* DOCUMENTO DE ORIGEM
.....
Eu moro numa chácara, e já tinha muitos cães. Em agosto de 2009 vi um anúncio sobre a adoção de uma égua, na verdade uma potra. Estrela estava com 2 anos na época, e havia sido resgatada de maus tratos um ano antes pela Gy, muito machucada e quase enforcada. Ela era traumatizada, e estava em plena adolescência. E eu não sabia nada sobre cavalos. Mas tinha muita vontade de ter um.
A Gy me entregou a Estrela por acreditar que eu podia dar uma vida melhor a ela, uma vida sem privações e cheia de amor. Mas acho que dar apenas uma vida sem privações e cheia de amor pra um animal é insuficiente. Eu acredito na evolução de todos os seres, inclusive os animais. E evolução é transformação. Acho que podemos ser ajudantes na transformação dos animais que cruzam as nossas vidas, pelo menos é isso o que eu tento ser. Tento docilizar aqueles muito brutalizados, encorajar os medrosos, equilibrar os afoitos, levar confiança aos desconfiados, estimular a resiliência dos traumatizados. E procuro sempre dar espaço e fazer desabrochar a natureza daquele ser, aquele indivíduo único com sua personalidade.
.....
* TAREFAS
1 – Responda, com base no texto sobre a adoção da égua Estrela:
(a) Em que mês e ano foi visto o anúncio sobre a adoção?
(b) Quantos anos Estrela tinha na época?
(c) Segundo o texto, o que é evolução?
2 – Reescreva os registros do trecho que vai da linha que contém "of the mossy" até a linha que contém "of the small", ambas incluídas, mantendo as instruções e somando 70 a cada número das coordenadas dadas como resposta. Deixe as imagens fora da resposta.
Os registros não têm nenhuma relação com o texto.

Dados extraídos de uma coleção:
.....
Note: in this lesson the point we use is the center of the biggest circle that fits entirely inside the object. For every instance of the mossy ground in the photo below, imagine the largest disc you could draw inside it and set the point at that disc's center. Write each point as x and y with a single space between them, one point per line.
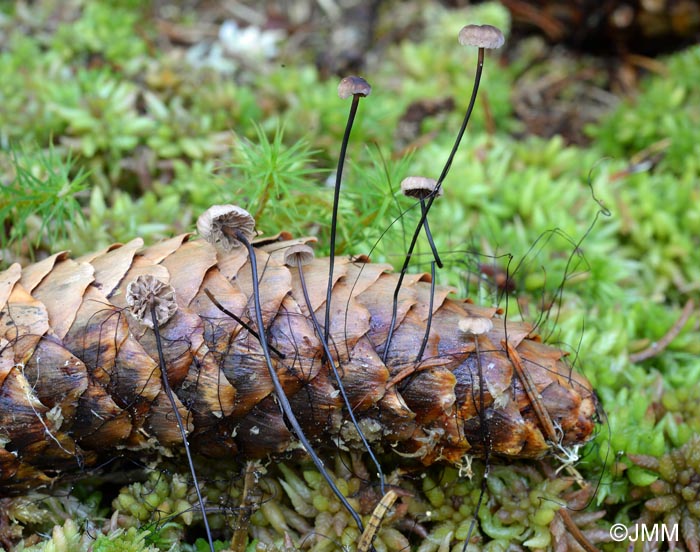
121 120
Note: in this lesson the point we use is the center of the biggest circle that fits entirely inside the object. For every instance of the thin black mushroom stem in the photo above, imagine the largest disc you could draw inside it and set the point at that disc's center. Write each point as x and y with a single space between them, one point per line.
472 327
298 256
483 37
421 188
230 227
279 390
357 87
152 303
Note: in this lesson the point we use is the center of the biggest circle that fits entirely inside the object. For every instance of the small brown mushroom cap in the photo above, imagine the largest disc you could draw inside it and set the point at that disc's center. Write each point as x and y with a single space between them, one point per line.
.....
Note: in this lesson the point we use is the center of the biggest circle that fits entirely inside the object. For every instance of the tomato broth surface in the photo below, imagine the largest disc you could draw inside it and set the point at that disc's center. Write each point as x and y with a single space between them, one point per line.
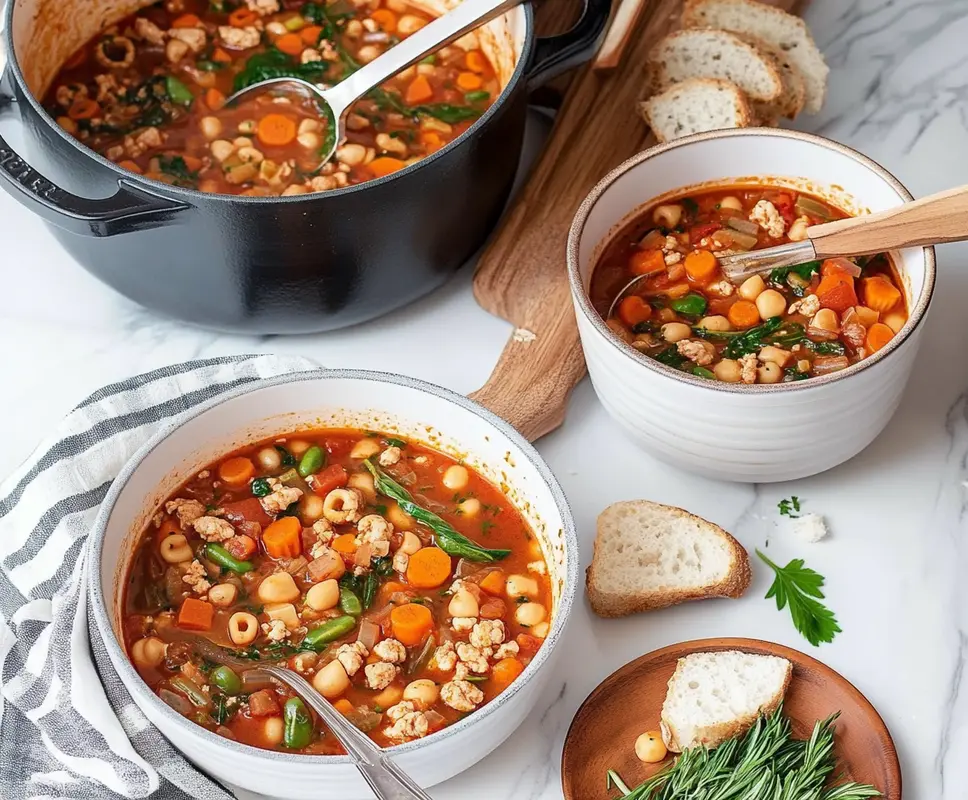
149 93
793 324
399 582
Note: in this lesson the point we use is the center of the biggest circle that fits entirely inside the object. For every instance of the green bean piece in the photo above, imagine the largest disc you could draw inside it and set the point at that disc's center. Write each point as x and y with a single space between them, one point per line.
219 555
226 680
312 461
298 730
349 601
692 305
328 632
.....
* RESPOSTAS ESPERADAS
1 –
(a) Em agosto de 2009.
(b) Estrela tinha 2 anos.
(c) Evolução é transformação.

2 –
Note: in this lesson the point we use is the center of the biggest circle that fits entirely inside the object. For every instance of the mossy ground in the photo below, imagine the largest disc you could draw inside it and set the point at that disc's center. Write each point as x and y with a single space between them, one point per line.
191 190
Note: in this lesson the point we use is the center of the biggest circle that fits entirely inside the object. For every instance of the thin black mushroom stem in the photo above, imagine the largest disc you could draw inside it and set the point at that disc's center. Write each point as x and y with a single space between them, one point per line.
542 397
368 326
553 107
491 258
300 297
349 460
427 157
222 373
Note: in this lesson the point we use is the center of the biggest circle that fits entirely inside the object. For every instance of the small brown mushroom cap in the photo above, imagine the largest disc you could draw inside it and set the point at that disc's center. Write each point as x and y with a single space between them, one point per line.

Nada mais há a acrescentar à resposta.